- Task: Rewrite the data starting at the line that contains "point: the ceiling" and ending at the end of the data, with "dark wood plank" changed to "wooden floor plank" and everything else left as it is.

- Dataset entries:
• • • • •
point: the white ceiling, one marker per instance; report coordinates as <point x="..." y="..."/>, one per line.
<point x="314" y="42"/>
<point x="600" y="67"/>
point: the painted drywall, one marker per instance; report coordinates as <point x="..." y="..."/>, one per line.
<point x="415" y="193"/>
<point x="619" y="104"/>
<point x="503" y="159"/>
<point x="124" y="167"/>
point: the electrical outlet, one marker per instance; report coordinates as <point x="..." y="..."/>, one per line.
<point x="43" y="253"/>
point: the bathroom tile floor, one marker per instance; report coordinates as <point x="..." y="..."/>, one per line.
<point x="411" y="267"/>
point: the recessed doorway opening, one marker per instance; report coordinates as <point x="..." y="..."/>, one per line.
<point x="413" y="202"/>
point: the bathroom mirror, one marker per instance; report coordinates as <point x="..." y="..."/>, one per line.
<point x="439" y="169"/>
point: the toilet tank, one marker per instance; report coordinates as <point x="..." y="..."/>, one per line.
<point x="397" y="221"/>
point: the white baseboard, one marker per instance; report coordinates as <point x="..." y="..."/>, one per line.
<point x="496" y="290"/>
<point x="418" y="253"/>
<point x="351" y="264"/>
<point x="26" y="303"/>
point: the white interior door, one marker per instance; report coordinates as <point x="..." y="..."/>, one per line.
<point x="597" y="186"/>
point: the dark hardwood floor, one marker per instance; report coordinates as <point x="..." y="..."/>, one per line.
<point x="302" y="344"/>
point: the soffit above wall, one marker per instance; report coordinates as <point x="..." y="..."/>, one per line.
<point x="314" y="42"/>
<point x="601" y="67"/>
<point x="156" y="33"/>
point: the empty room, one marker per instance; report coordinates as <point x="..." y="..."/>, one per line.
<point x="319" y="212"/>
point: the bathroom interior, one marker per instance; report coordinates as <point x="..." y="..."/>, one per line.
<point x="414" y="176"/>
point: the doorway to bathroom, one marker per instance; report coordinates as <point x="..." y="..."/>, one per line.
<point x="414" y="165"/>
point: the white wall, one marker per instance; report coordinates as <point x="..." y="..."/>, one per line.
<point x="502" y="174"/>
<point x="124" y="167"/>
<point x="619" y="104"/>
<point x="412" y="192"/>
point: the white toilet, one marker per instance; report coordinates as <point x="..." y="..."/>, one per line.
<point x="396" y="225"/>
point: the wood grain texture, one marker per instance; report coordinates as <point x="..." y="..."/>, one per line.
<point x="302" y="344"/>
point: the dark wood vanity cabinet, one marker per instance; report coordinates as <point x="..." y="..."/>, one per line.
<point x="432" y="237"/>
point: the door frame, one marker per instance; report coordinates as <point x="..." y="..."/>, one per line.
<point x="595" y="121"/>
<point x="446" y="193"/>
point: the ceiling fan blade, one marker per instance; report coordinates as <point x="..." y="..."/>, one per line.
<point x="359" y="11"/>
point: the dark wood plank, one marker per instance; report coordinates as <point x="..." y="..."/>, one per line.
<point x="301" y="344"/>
• • • • •
- Final result:
point: the ceiling fan blade, one marker per instance; report coordinates as <point x="..." y="..."/>, one per line.
<point x="359" y="11"/>
point: the wooden floor plank, one marker per instance; report coordinates as <point x="..." y="..."/>, one per line.
<point x="301" y="344"/>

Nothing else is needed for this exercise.